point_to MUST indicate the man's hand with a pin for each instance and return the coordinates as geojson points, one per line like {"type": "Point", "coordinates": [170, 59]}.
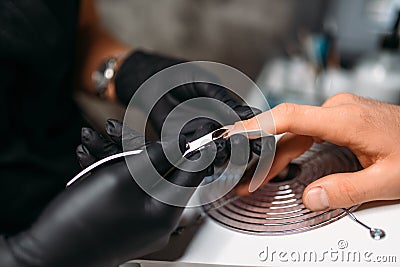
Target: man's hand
{"type": "Point", "coordinates": [370, 129]}
{"type": "Point", "coordinates": [106, 218]}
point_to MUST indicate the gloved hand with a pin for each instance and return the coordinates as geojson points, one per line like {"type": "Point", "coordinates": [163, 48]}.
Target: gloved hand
{"type": "Point", "coordinates": [104, 219]}
{"type": "Point", "coordinates": [140, 66]}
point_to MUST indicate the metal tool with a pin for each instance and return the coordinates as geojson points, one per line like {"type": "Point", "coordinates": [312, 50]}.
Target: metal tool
{"type": "Point", "coordinates": [195, 145]}
{"type": "Point", "coordinates": [375, 233]}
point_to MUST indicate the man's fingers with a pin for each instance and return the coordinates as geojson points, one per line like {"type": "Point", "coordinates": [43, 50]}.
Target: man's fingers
{"type": "Point", "coordinates": [377, 182]}
{"type": "Point", "coordinates": [289, 147]}
{"type": "Point", "coordinates": [327, 123]}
+---+
WHAT YOU NEED TO DO: What is needed is an exact printout of every line from the one with "point_to MUST indicate the gloved" through the end of the data, including both, and nothing more.

RESULT FOR THIS EXERCISE:
point_to MUST indicate the gloved hand with a pin for each instance and return the coordinates as geojson points, one per line like {"type": "Point", "coordinates": [163, 48]}.
Target: gloved hand
{"type": "Point", "coordinates": [104, 219]}
{"type": "Point", "coordinates": [140, 66]}
point_to MUST indicate the metal tool with a pin for each instance and return the coordinates as geojson points, one per line like {"type": "Point", "coordinates": [312, 50]}.
Target: metal tool
{"type": "Point", "coordinates": [195, 145]}
{"type": "Point", "coordinates": [375, 233]}
point_to MUST indicate the man's fingers with a pin for each instance and return the coordinates as geojson points, one per line like {"type": "Point", "coordinates": [43, 50]}.
Target: man's fingers
{"type": "Point", "coordinates": [377, 182]}
{"type": "Point", "coordinates": [289, 147]}
{"type": "Point", "coordinates": [327, 123]}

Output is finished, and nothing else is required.